Your goal:
Transcribe the listing below line for line without changing anything, and leave the pictures out.

— Begin Records to use —

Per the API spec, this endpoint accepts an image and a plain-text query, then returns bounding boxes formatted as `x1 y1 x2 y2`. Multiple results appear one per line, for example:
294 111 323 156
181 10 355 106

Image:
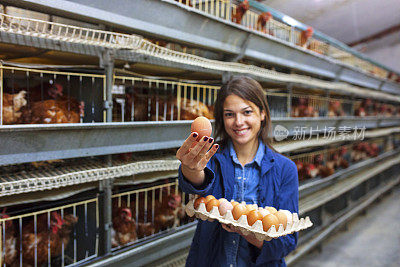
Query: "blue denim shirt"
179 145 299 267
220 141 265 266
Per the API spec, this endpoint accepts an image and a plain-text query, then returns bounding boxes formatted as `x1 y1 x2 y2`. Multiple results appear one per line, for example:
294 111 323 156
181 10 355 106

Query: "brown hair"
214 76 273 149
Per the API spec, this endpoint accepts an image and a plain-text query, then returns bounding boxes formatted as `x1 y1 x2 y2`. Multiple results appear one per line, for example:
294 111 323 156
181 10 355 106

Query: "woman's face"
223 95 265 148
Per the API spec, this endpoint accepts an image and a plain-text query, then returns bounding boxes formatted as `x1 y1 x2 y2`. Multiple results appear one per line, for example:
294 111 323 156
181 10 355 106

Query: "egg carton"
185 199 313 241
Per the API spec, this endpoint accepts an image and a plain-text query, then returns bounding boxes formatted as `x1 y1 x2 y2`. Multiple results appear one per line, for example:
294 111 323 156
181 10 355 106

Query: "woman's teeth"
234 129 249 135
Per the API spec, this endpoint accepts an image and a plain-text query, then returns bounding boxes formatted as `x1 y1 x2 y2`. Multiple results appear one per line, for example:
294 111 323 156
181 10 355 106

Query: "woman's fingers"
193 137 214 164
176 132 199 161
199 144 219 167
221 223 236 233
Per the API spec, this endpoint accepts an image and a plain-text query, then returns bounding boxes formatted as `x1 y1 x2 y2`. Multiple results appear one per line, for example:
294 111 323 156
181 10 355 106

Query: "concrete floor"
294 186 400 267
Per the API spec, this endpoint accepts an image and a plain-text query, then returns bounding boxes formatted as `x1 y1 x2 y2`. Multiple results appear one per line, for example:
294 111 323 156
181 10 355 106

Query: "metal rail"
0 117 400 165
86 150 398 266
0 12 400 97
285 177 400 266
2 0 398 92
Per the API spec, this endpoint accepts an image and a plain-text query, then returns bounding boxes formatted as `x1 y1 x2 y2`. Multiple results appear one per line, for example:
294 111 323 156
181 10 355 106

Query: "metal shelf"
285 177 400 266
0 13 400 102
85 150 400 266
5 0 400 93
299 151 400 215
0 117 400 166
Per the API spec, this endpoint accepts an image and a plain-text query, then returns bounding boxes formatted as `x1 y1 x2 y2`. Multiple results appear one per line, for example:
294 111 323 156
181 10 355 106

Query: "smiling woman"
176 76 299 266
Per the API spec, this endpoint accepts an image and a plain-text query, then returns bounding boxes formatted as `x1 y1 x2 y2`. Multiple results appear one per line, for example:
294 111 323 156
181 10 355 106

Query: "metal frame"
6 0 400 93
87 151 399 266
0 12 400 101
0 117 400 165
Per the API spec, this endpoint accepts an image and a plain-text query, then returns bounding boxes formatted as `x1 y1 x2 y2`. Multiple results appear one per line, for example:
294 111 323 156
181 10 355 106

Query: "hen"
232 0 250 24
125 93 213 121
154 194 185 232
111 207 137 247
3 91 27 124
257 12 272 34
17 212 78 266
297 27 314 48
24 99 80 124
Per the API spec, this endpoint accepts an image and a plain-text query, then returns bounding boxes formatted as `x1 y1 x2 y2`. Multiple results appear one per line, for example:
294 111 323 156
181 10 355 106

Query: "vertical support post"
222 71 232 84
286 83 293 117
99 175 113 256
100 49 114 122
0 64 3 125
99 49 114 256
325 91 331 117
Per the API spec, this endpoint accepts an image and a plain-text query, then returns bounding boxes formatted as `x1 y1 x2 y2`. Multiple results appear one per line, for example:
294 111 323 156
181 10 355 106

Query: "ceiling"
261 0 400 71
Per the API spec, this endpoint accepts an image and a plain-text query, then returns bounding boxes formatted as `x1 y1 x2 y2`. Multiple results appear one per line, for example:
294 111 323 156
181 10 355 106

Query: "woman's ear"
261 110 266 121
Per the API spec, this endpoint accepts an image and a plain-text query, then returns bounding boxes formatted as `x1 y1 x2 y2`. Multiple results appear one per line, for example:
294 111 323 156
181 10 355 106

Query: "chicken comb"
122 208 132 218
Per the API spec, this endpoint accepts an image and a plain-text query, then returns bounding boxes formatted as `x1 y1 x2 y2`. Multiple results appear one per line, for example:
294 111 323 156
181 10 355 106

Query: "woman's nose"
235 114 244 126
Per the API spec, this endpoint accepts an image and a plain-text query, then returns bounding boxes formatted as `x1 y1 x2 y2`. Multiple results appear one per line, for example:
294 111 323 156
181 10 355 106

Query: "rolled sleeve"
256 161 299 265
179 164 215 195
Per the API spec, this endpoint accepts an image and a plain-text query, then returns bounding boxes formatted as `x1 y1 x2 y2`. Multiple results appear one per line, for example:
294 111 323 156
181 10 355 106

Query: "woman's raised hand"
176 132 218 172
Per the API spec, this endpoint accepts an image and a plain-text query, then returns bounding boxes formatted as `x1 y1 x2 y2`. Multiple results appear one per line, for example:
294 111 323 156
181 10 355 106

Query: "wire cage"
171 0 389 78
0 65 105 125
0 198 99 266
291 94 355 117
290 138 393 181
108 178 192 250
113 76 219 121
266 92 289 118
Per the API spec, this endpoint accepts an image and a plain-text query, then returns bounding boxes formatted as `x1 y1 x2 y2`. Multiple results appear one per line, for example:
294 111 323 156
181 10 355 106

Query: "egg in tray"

— End Records to use —

The reply:
Per the API spec, this endpoint accepts an image and a plain-text query, then returns bounding boxes formatted as `x1 y1 x2 y2`. Multiple results appear one per line, for example:
294 111 323 156
181 10 355 106

Image:
Query: "blue denim shirt"
179 145 299 267
220 141 265 266
Per the API spec, this endpoint accepts an image and a plain-text query, then returns bounding boxes formatted as `x1 y1 x2 y2`. Multiple results appear one per line, for example:
294 111 323 156
181 10 355 106

Query: "brown hair"
214 76 273 149
Per the API spec, this endpoint accepts an image and a plain-text query, then returns bounding boxes formatted as `x1 y1 x2 y2`. Multiple results appear one per line, for example:
294 111 323 156
181 10 355 106

Query: "woman's face"
223 95 265 148
Per the API spec, this endpoint accepts an image and a plain-text query, then returns bounding boxes formatted as `x1 y1 x2 y2`. Multiple results appear one per line, for example:
294 111 323 156
181 10 355 106

Query: "egg carton"
185 199 313 241
Per the API spec, this endpoint accepts an image and a plain-text query, then returns bounding boxes formatted as `x1 y1 x2 y2`. Multiple results appear one per line, for example:
294 111 323 156
181 10 355 106

Query: "woman's teeth"
234 129 249 135
Per the API spec, this endpoint accepts an image and a plain-text query, then returns bounding boxes formatted as `x1 y1 x2 y2`. Multiple results appear one per line, for example:
294 111 323 156
181 10 355 106

Query: "woman's fingers"
193 137 214 164
176 132 199 161
199 144 219 167
221 223 236 233
Per the API spec, this endpoint accepts an image and a plain-text query, then returns bounding boxes formatted as `x1 y1 x2 y2`. Multiple results appear one per line, for example:
294 111 323 156
181 10 355 106

Query: "concrete floor"
294 186 400 267
Per the API spec, this endpoint accepts an image and a plain-text query, then returns bounding boxes formatted as `x1 y1 x2 y2`. Multiple results appear one per line, for example:
294 111 323 156
181 10 355 106

Query: "metal rail"
0 117 400 165
86 150 398 266
0 12 400 97
285 177 400 266
2 0 398 92
Per the API spec, this endpoint accepts an image and a plain-text query, then returns bounding boxes formatted as `x1 y1 x2 y2`. Multiple results appear one per line, for example:
294 111 323 156
181 10 355 106

Query: "metal shelf"
285 177 400 266
0 13 400 102
85 150 400 266
5 0 400 93
299 151 400 215
0 117 400 166
Per the API spec, this endpoint accepts an image and a plain-text query, then returns bounding boxes formatted as `x1 y1 x2 y2`. Multiple results appear one per line, for example:
294 111 323 156
181 10 355 106

Query: "smiling woman"
176 76 299 266
Per the API spec, this endpoint accepts an image and a plain-text query, then returns bounding boxes formatted as `x1 y1 x2 y2`. Multiple results appear one per line, for example:
294 111 323 156
181 10 355 106

Query: "metal frame"
6 0 400 93
87 151 399 266
0 12 400 101
0 117 400 165
Per the API spec, this endpoint accepts an image and a plain-text query, then returns bounding boxes formatted as `x1 y1 x2 y2`. Multiple results appear one per line, for example:
294 111 323 156
181 10 355 106

Query: "hen"
232 0 250 24
125 93 213 121
154 194 185 232
111 207 137 247
3 91 27 124
257 12 272 34
17 212 78 266
297 27 314 48
24 99 80 124
Per the API spec, this endpoint accepts an image and a plain-text query, then returns bounding boxes formatted as `x1 y1 x2 y2`. Multiple results appear one per line, for example:
294 111 323 156
181 10 355 106

Query: "vertical support post"
222 71 232 84
286 83 293 117
99 175 113 256
100 49 114 122
0 64 3 125
99 49 114 256
325 91 331 117
Per the API spec, this endpoint accepts an image and a plain-text query, then returns bounding boxes formatted as `x1 y1 x2 y2`. Multiple results appear one per line, for example:
294 111 323 156
181 10 355 106

Query: "ceiling"
261 0 400 71
Per the API spec, this endpoint accepts an image and a plain-text query, then returns bounding boxes formatted as `x1 y1 x2 y2`. Multiple results appear one per line, for example:
294 111 323 156
181 10 355 106

Query: "woman's ear"
261 110 266 121
Per the API spec, this endpoint accepts an image and a plain-text query, then returns bounding boxes formatted as `x1 y1 x2 y2`. Multiple results appear one per line, for example:
294 111 323 156
181 10 355 106

Query: "chicken comb"
122 208 132 218
Per the API spec, this endpoint accepts an image and a plain-text query, then returns bounding boxes formatted as `x1 y1 x2 y2`. Multiple results appear one per line, for example:
294 111 323 156
181 10 355 106

Query: "woman's nose"
235 114 244 126
Per the API spec, this endpoint accepts an image and a plain-text query, then returns bounding boxes formatted as `x1 y1 x2 y2`. Multiple results appear one per line, for example:
294 111 323 156
181 10 355 106

Query: "rolled sleeve"
256 161 299 265
179 164 215 195
Per the API spec, this endpoint accepts an image and a plain-text query, then returns bounding boxes formatted as `x1 y1 x2 y2`. Multiple results appear one per line, for example:
294 111 323 156
181 10 355 106

Query: "woman's raised hand"
176 132 218 172
Per the API spec, this endpoint accepts an image and a plain-text query, then returns bounding boxes formatted as `x1 y1 x2 y2`. Multiple results appear one per line, for example:
294 111 323 156
181 10 355 106

Query: "wire cage"
171 0 389 78
0 65 105 125
0 198 99 266
291 94 355 117
290 138 393 181
108 178 192 250
113 76 219 121
266 92 289 118
Per the API spec, this endpoint accepts an image and a plain-text query, then returns bounding boxes formatted as `x1 y1 x2 y2`. Multiple results appear one per line, for example:
294 111 323 156
181 10 355 106

Query: "egg in tray"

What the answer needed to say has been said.